=== SUPPLIED RECORDS ===
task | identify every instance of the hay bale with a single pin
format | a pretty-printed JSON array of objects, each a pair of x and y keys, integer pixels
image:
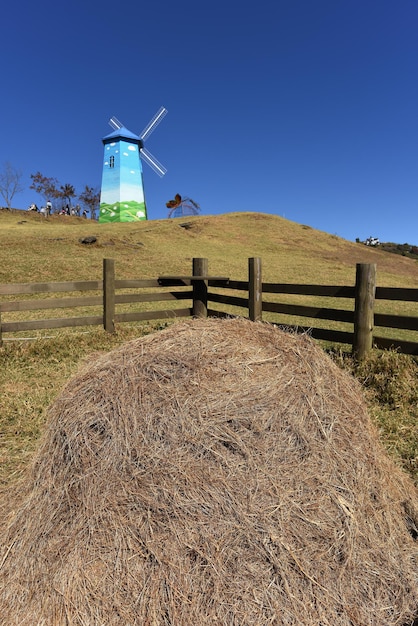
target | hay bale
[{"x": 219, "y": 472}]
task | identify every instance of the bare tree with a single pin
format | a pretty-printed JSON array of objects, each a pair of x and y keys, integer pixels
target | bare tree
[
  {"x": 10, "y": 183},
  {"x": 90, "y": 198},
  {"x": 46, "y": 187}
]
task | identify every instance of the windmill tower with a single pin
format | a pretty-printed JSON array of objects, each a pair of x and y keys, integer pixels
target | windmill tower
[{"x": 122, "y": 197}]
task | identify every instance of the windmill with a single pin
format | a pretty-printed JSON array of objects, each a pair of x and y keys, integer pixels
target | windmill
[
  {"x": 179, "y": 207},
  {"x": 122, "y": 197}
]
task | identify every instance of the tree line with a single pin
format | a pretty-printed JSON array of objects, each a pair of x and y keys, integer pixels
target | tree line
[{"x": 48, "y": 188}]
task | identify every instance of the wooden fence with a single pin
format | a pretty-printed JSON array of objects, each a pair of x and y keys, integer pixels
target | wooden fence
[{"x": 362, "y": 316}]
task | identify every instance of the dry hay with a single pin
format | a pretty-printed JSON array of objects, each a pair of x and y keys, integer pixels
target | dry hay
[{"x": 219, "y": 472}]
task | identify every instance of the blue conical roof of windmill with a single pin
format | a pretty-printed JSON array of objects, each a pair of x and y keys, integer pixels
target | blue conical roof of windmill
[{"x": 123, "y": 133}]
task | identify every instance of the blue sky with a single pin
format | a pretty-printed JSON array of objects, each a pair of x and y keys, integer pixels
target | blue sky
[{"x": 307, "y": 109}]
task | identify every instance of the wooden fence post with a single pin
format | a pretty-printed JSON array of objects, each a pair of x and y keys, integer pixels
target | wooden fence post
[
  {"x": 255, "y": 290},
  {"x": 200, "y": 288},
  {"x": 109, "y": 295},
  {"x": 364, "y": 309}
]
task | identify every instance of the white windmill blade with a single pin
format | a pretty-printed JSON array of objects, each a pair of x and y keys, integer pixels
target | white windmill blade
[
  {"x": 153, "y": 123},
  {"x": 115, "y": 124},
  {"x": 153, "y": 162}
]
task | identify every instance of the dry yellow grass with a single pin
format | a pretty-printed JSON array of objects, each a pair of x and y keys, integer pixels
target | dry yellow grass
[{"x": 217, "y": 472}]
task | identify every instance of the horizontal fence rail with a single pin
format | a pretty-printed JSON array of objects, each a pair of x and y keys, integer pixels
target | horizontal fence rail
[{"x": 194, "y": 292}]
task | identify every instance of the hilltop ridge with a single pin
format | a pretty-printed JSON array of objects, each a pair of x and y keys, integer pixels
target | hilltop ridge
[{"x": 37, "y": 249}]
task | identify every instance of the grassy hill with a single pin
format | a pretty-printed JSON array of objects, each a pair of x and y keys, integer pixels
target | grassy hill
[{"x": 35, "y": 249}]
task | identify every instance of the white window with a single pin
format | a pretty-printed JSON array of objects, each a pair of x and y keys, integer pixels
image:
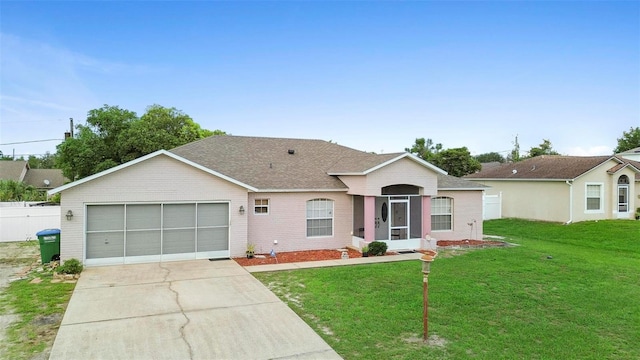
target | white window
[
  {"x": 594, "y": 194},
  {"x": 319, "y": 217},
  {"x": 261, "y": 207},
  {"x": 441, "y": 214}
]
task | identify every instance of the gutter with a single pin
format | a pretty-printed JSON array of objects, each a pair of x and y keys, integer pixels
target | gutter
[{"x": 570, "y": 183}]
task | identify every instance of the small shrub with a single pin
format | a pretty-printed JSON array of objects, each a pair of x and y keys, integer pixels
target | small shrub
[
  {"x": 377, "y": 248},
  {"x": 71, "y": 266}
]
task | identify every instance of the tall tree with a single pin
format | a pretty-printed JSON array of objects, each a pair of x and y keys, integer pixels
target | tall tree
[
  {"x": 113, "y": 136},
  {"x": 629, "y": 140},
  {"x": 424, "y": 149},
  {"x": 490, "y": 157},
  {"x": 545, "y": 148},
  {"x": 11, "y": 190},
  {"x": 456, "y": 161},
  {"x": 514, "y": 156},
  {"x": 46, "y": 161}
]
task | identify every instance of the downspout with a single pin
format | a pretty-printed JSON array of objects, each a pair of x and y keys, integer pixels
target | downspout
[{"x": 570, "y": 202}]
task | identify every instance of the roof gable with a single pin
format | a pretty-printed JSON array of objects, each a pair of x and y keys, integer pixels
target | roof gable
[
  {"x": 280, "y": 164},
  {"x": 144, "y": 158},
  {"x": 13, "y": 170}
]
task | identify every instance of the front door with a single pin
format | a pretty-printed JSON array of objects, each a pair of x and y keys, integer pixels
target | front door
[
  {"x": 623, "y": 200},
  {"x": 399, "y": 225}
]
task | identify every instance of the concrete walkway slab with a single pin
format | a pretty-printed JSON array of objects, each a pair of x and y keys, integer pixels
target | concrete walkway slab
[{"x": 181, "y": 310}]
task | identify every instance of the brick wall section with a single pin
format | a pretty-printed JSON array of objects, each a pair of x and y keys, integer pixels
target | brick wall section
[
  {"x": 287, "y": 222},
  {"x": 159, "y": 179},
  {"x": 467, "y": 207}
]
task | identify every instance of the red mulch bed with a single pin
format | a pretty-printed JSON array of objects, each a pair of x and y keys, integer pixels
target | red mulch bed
===
=== SUPPLIED RECORDS ===
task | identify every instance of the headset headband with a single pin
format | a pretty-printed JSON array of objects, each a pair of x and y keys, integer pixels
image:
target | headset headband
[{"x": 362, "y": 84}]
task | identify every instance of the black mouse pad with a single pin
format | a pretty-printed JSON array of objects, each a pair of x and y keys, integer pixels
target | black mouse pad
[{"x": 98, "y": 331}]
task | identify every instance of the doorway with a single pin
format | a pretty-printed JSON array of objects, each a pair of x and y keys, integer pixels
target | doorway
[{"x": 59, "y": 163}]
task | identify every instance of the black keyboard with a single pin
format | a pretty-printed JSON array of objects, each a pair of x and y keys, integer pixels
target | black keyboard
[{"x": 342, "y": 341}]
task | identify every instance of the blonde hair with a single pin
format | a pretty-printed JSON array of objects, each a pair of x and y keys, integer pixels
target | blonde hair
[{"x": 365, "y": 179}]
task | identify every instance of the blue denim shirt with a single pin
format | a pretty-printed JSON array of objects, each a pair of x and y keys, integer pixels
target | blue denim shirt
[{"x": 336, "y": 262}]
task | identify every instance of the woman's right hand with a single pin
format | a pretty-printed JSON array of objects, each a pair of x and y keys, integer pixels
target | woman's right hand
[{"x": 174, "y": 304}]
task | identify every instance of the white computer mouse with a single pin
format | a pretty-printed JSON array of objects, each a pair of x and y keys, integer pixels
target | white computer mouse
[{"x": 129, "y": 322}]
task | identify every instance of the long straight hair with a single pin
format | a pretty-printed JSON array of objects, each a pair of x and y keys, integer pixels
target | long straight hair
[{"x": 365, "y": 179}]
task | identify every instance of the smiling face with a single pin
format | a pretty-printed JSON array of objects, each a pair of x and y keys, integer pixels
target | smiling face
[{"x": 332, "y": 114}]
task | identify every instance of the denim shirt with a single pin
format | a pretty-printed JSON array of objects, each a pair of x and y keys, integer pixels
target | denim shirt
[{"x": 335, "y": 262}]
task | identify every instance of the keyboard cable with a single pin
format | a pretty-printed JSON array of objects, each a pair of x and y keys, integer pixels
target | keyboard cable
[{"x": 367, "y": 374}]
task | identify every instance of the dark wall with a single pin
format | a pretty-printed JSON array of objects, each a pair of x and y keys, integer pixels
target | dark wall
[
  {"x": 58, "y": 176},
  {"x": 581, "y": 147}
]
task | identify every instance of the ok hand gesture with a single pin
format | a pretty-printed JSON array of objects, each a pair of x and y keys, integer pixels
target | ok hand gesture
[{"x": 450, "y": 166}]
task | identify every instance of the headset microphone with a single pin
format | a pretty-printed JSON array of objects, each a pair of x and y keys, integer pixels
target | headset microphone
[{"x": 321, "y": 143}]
===
WHAT THE TASK REQUIRES: Rescale the material above by repeating every line, requests included, starting with the line that contains "task | identify every instance of the concrete" and going on through the line that contains "target | red mulch bed". Multiply each x and y pixel coordinate in the answers by 2.15, rounding to whole numbers with halves going up, and leave the requests and their format descriptions unchanged.

RESULT OF THE TASK:
task | identify every instance of the concrete walkway slab with a single pin
format | a pretty-printed JSON array of objects, each a pair of x and y keys, integer pixels
target | concrete walkway slab
[{"x": 389, "y": 667}]
task | identify every instance of the brick wall section with a single pin
format | a pretty-printed JSON array of objects, each a pair of x and y keys, integer pixels
target | brick wall section
[
  {"x": 617, "y": 477},
  {"x": 342, "y": 385},
  {"x": 1004, "y": 445}
]
task | identify every instance of the red mulch bed with a single pin
format | a pretty-printed JSON array of objects, each a pair of x and y keys, integer pixels
target | red mulch bed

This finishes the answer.